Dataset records

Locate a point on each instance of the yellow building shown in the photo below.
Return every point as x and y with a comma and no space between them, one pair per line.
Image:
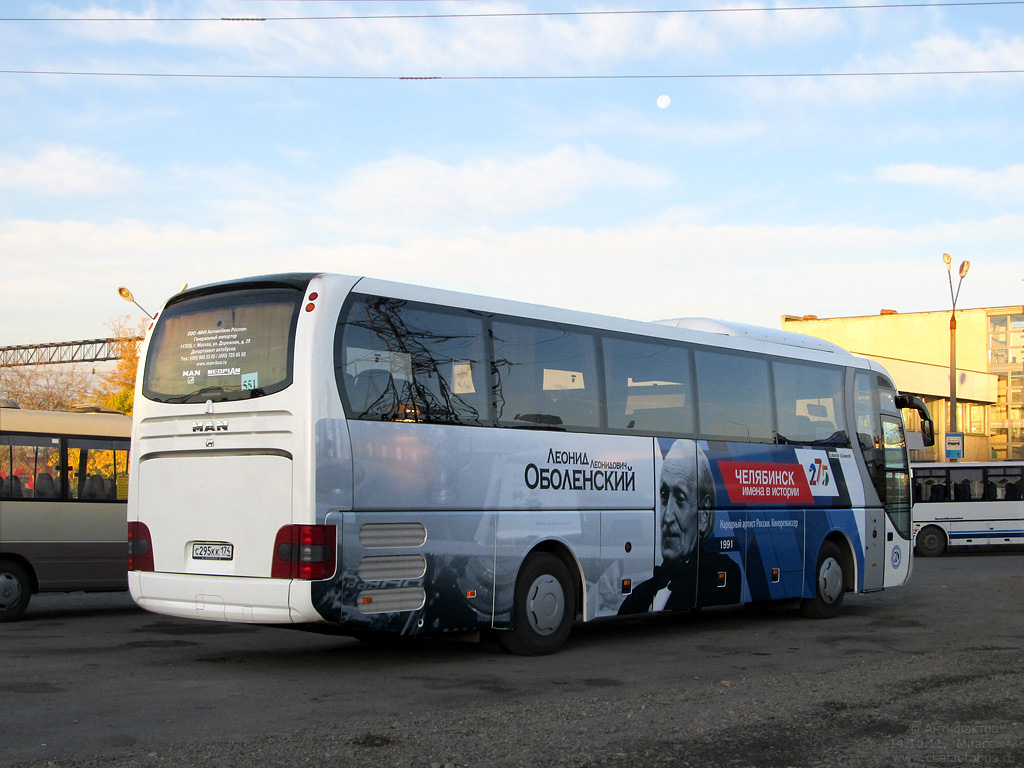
914,348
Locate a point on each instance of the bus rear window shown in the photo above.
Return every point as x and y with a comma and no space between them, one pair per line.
223,346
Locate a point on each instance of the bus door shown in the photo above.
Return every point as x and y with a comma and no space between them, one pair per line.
887,528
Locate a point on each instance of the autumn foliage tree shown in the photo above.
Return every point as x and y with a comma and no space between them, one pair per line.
117,389
45,387
61,387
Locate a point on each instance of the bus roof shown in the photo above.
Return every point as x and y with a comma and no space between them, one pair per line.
64,422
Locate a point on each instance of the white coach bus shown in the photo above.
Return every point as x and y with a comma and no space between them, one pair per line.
382,458
968,504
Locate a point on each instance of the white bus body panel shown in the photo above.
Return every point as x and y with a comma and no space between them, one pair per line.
220,599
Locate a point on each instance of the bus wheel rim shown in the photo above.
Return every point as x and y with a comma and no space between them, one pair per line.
10,591
546,605
830,580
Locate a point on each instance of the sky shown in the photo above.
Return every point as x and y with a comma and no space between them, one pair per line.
732,159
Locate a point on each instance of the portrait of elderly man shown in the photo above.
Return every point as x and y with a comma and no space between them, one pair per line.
689,574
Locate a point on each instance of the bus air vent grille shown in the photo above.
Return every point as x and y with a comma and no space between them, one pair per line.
392,567
389,600
392,535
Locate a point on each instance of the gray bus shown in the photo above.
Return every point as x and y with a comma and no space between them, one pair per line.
64,491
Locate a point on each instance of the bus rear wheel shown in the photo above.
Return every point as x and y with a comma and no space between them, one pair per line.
829,585
931,542
15,591
544,607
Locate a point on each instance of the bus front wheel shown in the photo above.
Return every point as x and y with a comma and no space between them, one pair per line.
15,591
544,607
931,542
829,585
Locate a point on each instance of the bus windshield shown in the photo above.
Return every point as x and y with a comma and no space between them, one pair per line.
227,345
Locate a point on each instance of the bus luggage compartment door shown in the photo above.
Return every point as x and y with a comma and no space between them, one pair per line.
215,514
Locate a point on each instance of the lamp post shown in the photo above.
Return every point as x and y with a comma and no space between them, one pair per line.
965,265
125,294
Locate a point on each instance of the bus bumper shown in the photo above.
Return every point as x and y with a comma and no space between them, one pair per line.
223,598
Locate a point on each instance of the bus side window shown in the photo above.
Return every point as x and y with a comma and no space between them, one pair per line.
649,386
398,360
810,403
96,469
733,395
27,462
545,376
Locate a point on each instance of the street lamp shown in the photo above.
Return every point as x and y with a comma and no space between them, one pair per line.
965,265
125,294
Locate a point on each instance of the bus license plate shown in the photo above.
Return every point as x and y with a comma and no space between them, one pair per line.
212,551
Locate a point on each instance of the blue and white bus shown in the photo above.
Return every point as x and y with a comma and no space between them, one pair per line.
382,458
968,504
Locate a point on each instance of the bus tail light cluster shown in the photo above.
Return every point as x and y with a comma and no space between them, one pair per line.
139,547
305,552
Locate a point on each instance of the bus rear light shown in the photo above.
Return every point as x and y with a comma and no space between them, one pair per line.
305,552
139,547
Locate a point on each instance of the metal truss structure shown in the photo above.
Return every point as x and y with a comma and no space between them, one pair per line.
90,350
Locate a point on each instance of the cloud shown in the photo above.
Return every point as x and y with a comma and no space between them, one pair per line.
1000,184
410,189
644,271
65,170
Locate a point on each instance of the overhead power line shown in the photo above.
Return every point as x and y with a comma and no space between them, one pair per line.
520,14
464,78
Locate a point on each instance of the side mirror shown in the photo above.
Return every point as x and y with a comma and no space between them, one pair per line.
928,432
927,426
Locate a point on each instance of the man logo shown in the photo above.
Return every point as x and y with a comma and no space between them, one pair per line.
210,426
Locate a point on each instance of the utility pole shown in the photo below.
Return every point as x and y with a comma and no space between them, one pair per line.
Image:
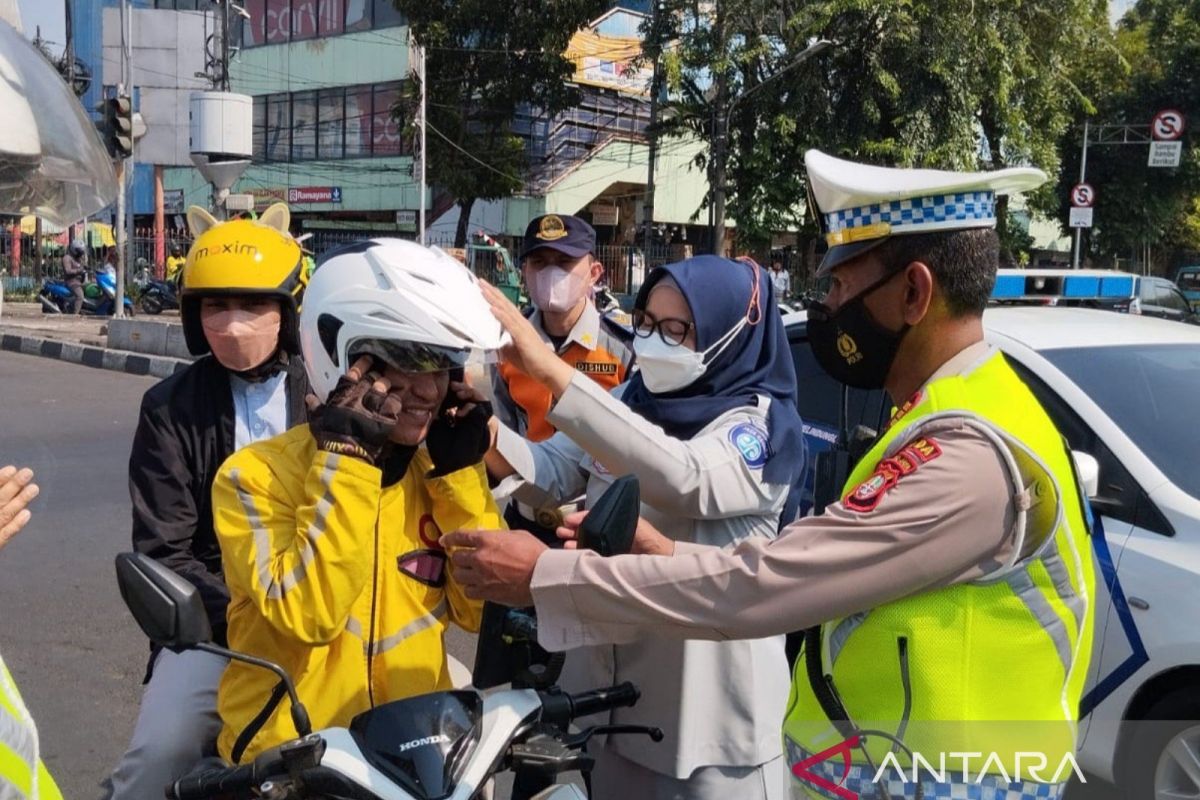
420,76
720,128
652,131
125,163
724,112
1083,179
69,53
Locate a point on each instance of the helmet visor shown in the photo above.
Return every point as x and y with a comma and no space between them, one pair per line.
418,356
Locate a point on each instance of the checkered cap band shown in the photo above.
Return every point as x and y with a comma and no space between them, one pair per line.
858,782
916,212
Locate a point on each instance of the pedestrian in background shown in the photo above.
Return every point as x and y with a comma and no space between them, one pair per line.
781,280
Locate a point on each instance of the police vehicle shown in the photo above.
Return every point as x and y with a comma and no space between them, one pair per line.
1125,390
1126,292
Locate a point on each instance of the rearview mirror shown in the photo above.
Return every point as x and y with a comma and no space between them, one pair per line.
167,607
610,525
1089,473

▶ [Instructions to follow] Only the text of the records belongs in the answer, printed exactly and without pictures.

▶ [Response below]
Locate a point on each instance of the yellow building shown in the photo below.
Return every point as x and y with a comma and no space between them, one pair per line.
Image:
914,348
Locate a point on each instance of the bus rear window shown in the photo above.
Return every point as x and y with a comma and no space between them, one pair per line.
223,346
Locate a point on each instance of the bus door shown in the photo above.
Return every point as x and y with a comma and no space between them, one pair per line.
887,528
Locate a point on each instance of the autumn foliage tree shown in the photo above.
Return every point as x and y with a comma and no space between them, one pair per line.
117,389
45,387
61,387
Locate a point on each instance of the bus roof shown in the photo above.
Return every point as x and y with a comma and no space between them, one pair per line.
64,422
Locate a point on each instance of the white coach bus shown in the photo above.
Return every point as x and y with a comma and no space between them, one pair per line.
382,458
968,504
Locate a point on each instance of the white bus body panel shown in the photo above.
Return every point as x and y with a comma and no space between them, one pair per line.
220,599
Locate a point on each instance of the bus wheel rim shown in the photo above.
Return every point as x and y with a comma and no space between them, one pair per line.
10,591
546,605
830,580
Locate a point on each instance of the sky shown in the photo above.
Return every point as x and y with a comma and no space between them, one pair per line.
732,159
Locate a point on each instance of the portrait of elderly man shown in the photo above.
Return every point as x and y with a comma and no space between them, one pair per line.
689,574
Locate a point on each instance of the bus air vent grille shown in the photo above.
Return every point as x and y with a comma and no space between them, one pair per line.
392,567
389,600
392,535
Locate a point on each instance of the gray bus shown in the photo above.
Return every point as x and y with a comma and no space between them, one pair per line.
64,491
Locate a point on each instance of the bus rear wheel shown in the photo above.
Return every point as x and y with a comma and no space between them, one pair per line.
829,585
931,542
15,591
544,607
Locate a point on each instance of the bus front wheel shown in the photo above.
Return every point as x and y with a comma and no space between them, one pair per line.
15,591
544,607
931,542
829,585
Locate a point on each instance of the bus windshield shown in the photo above.
Return every point as x and y with a comma and no space between them, one pair per line.
227,345
Locate a point on each instance of the bus luggage compartment door shown in the photo above.
Return every point as x and y with a comma and no space between them, one pair per line.
215,514
Locate a point on each instance of the lamp post shown in the photo above.
Return every point as x and y with a comma and no space between them, one pair per line.
965,265
125,294
Locate a point on each instance of the bus bumper shown in the photo above.
Return every point as x and y with a comma and no space between them, one pair per line.
223,598
Locate a point on each instance of the bus side window shown in the photo above.
Return every point as x and y with a comma and no space between them, one pair per line.
649,386
398,360
810,403
96,469
733,395
27,462
545,376
Locate a point on each instance of the street lamp shown in the photo above.
Return every point as x and y with a comma and no space between them, one pair per line.
965,265
125,294
Locate a point on each instance of the bus license plate shown in the photo above.
Return every point as x and y with a comma and no space between them, one pair per line.
212,551
Locate a point on each instance of the blue and white bus shown in the photo above.
Return every point as x and y with a comma and no space between them, one pair per line.
382,458
968,504
Locate a point on each instance of the bus tail light cluster shown in the photo above.
Return every point as x and y with a comma and no space between them, one pair per line.
139,547
305,552
Locate a point on each instance of the bus rear light shown in the photo above.
Return every point as x and y with a comma and no space between them, one pair per line.
305,552
139,547
Locate a point on each instance of the metal truss structure shown in the photo above.
Return every point as x and y with a comma and no space between them, one pair per line.
90,350
Locate a point on each instance of the cloud shown in the photo above.
Return every point as x and y with a comma and no space between them, one pair per line.
1000,184
410,189
644,271
65,170
Locate a point on each instance of the overhead power line shown in the photo above.
Return every point as x and y with a comma and no space between them, one pair per line.
520,14
464,78
Locate a point on each instance of the side mirror shown in the photo above.
Return every point as x and y with a comma and no space between them, one pair per line.
928,432
927,426
Locate a point on each instance of the man logo shown in the photo above.
Return every point as x and y with a comma and no space between them, one pair per line.
210,426
Locate a point on each instance of the utility pole shown in the photo below.
Return every point as x and y with a comma and no space between them, one pair per line.
Image:
420,76
720,128
652,131
125,163
724,112
1083,179
69,53
Locate a point on each instance of the helmet visor shown in the photo above.
Return every point as x and y with a comma and no space between them, one pair per line.
418,356
Locate a point on each instance of the checkered cap band shown in the photo above.
Return every point as x and y with a comma and no space between them, one pair per line.
858,782
916,212
Locate a point on each instance of the pedestrian in background shown in the photo above.
Return every point as x and y with a comma and no space between them, one pair per line.
781,280
Locate a point on each instance of the police vehicle shown in the photo above.
Return every point as x and y with a comma and no space between them, one pair per line.
1125,390
1126,292
Locate a point on each instance of the rearview mirror shown in the photo above.
Return every point as x and y with a comma and no space between them, one pair per line.
167,607
610,525
1089,473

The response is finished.